Given passage:
^^^^^^^^

10. The College Management appears to have made an application on 19.08.1993 for stay of the order passed by the Sub Court, Madurai. But the Trial Court has directed them to maintain status quo till the disposal of the application. This order of the Trial Court has been taken on revision before this Court in C.R.P.Nos.2662 and 2664 of 1993. This Court, on 13.09.1993, passed an order of interim stay of further proceedings in O.S.Nos.798, 800 and 802 of 1993, subject to the condition that the delinquent employees shall not proceed with the enquiry against the respondents or make any further application in pursuance of the enquiry already conducted till the disposal of these Civil Revision Petitions.

11. From the chronology of events set out above, between 08.07.1993 and 11.08.1993, there was no order passed by any Court which stood in the way of College Management proceeding in the enquiry, although the right to hold such an enquiry, which was the subject matter of the suit was initiated by the delinquent employees. It is also seen that it is the case of the College Management that after the completion of the enquiry, no order of injunction was in force and that it has sought the permission of the competent authority to remove the delinquent employees from service. Therefore, it is evident from the letter written by the Deputy Director of Collegiate Education on 15.10.1993, that the College had sought its approval for imposing penalties upon the delinquent employees. Therefore, the delinquent employees moved before this Court in W.P.Nos.13327 and 13328 of 1994 to hold the College Management from proceeding further and the College Management has filed W.P.No.2993 of 1994 against the delinquent employees. On consideration of all these writ petitions, this Court, passed the following order :

"20. In this case, while it is contended by the petitioners that enquiry could not have been held, in view to the pendency of the legal proceedings, it is the case of the college that the enquiry has in fact been concluded and that the enquiry was held during the period when no order of any court operated against the college with regard to such enquiry. The competent authority has not addressed itself to this issue. The employer college has been directed to reinstate the employees only on the ground that the period of suspension cannot exceed four months under any circumstance.

^^^^^^^^

Recorded data:
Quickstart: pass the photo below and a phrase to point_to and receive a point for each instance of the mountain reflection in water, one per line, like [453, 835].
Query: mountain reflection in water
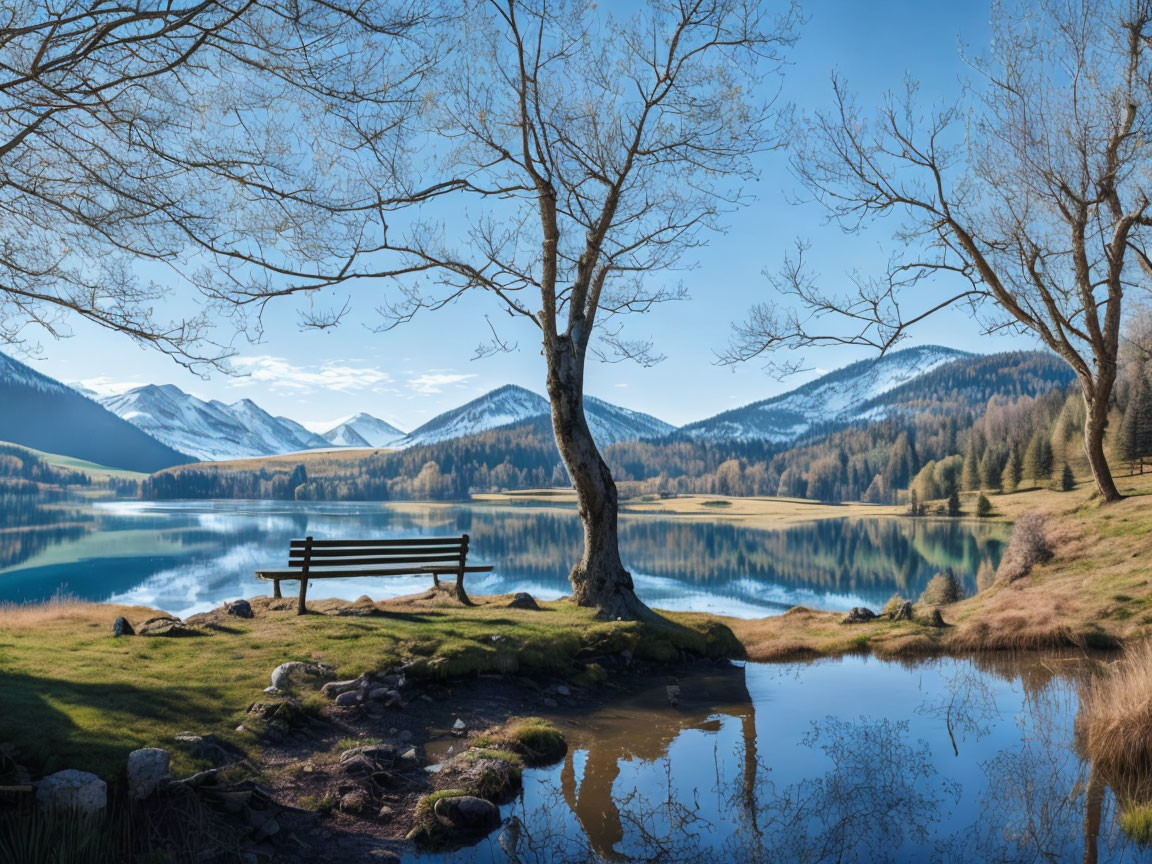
[188, 556]
[836, 760]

^^^^^^^^

Requirements: List every date given in day.month.year form in the judgment excerpt on the college disciplinary enquiry. The data come from a different source than the judgment excerpt.

Result for this exercise:
19.08.1993
13.09.1993
08.07.1993
11.08.1993
15.10.1993